• [Data provided]:
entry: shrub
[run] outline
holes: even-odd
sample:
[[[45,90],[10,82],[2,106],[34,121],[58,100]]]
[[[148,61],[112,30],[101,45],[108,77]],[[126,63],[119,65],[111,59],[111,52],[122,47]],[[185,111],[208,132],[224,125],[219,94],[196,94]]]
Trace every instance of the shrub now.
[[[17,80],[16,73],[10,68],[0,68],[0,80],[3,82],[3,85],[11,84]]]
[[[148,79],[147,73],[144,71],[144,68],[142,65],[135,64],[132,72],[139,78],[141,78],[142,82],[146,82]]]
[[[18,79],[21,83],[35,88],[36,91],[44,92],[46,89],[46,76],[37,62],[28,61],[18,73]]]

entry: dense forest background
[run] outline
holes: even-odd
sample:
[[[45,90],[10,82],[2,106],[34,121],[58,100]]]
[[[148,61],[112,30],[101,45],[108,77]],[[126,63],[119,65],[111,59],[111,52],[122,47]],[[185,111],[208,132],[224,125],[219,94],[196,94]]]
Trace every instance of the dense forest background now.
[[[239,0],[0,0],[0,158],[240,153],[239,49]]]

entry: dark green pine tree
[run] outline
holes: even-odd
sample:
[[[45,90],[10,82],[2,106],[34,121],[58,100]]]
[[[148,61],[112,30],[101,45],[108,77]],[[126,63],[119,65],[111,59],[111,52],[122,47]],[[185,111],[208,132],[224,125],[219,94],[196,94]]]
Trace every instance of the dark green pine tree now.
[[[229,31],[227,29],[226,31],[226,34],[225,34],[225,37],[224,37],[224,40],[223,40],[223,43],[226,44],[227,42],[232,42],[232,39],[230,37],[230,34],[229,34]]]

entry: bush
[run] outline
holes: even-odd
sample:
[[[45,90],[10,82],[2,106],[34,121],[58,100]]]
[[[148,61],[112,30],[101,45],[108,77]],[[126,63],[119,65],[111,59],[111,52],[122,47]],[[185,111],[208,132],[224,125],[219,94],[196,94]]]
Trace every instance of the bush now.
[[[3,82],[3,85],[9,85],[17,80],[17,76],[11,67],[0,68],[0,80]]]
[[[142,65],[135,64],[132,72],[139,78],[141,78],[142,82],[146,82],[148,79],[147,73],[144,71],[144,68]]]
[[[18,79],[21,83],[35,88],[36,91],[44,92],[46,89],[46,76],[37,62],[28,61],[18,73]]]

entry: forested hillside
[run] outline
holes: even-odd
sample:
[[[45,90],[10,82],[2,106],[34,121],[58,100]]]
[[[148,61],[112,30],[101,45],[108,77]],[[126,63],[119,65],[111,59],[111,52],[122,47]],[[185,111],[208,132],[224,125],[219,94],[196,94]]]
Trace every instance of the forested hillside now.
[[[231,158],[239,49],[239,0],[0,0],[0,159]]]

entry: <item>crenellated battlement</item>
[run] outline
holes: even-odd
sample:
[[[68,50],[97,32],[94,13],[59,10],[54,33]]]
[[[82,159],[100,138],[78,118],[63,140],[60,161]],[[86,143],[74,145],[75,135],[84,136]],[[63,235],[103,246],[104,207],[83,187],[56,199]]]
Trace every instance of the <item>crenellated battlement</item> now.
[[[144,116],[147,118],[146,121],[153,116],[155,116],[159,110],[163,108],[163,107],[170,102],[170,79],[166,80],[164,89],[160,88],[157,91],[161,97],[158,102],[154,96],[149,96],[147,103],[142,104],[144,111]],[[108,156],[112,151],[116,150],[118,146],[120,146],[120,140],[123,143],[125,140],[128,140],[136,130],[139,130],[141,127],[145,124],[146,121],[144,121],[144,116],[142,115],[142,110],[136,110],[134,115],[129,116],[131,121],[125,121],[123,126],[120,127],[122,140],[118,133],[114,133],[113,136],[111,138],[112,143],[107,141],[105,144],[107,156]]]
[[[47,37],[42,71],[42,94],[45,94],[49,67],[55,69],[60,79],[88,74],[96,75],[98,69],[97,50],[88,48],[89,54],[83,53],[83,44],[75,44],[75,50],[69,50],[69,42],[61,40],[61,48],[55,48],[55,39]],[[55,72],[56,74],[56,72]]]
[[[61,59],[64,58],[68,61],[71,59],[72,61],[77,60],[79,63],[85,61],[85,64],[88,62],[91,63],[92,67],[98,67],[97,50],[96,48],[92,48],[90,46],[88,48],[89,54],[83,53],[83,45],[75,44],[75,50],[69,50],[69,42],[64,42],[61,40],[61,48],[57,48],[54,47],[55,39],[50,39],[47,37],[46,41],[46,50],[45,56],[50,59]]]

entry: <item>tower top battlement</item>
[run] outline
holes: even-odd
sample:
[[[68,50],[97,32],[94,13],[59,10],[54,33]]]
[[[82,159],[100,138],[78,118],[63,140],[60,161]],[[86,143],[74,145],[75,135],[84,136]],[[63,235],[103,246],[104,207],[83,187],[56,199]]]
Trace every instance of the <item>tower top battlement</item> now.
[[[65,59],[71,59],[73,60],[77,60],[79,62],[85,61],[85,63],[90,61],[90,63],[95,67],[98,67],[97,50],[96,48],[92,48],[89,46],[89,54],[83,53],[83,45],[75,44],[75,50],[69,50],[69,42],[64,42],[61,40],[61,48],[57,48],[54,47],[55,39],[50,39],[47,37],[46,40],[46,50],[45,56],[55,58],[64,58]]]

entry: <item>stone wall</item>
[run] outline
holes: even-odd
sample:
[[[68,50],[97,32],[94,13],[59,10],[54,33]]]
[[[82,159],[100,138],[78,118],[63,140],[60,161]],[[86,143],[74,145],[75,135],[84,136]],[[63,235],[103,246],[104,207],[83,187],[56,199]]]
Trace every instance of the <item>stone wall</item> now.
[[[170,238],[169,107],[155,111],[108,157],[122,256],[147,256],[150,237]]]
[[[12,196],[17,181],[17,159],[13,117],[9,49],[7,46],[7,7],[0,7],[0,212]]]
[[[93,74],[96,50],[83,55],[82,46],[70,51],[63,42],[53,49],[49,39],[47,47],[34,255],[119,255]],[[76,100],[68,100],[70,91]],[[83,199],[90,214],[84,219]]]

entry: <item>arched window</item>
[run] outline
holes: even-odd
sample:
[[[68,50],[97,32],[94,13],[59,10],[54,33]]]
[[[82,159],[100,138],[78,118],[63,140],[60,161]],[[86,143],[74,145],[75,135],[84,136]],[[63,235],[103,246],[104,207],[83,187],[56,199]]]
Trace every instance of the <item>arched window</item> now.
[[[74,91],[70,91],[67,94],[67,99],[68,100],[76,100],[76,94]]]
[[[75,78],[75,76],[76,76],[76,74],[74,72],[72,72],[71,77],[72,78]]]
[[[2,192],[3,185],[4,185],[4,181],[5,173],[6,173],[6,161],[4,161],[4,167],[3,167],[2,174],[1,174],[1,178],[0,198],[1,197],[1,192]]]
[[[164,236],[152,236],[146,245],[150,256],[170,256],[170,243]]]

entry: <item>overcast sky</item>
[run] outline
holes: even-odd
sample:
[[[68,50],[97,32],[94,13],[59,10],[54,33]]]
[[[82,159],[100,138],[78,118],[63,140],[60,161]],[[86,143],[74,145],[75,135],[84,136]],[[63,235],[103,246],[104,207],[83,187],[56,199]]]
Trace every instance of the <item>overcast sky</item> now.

• [What the exercise asks]: Please rewrite the lines from the line with "entry: dense forest background" to the line with "[[[239,0],[0,0],[0,158],[240,153],[239,49]]]", changing "dense forest background" to "thick woodland backdrop" and leaving everything else the same.

• [Solved problem]:
entry: thick woodland backdrop
[run] outline
holes: even-odd
sample:
[[[45,90],[10,82],[2,106],[34,121],[58,100]]]
[[[148,61],[112,30],[101,45],[108,77]],[[126,63],[119,65],[111,59],[111,52],[122,47]],[[185,111],[208,132],[224,125],[219,94],[196,94]]]
Trace every instance of the thick woodland backdrop now.
[[[239,0],[0,0],[0,158],[240,153],[239,49]]]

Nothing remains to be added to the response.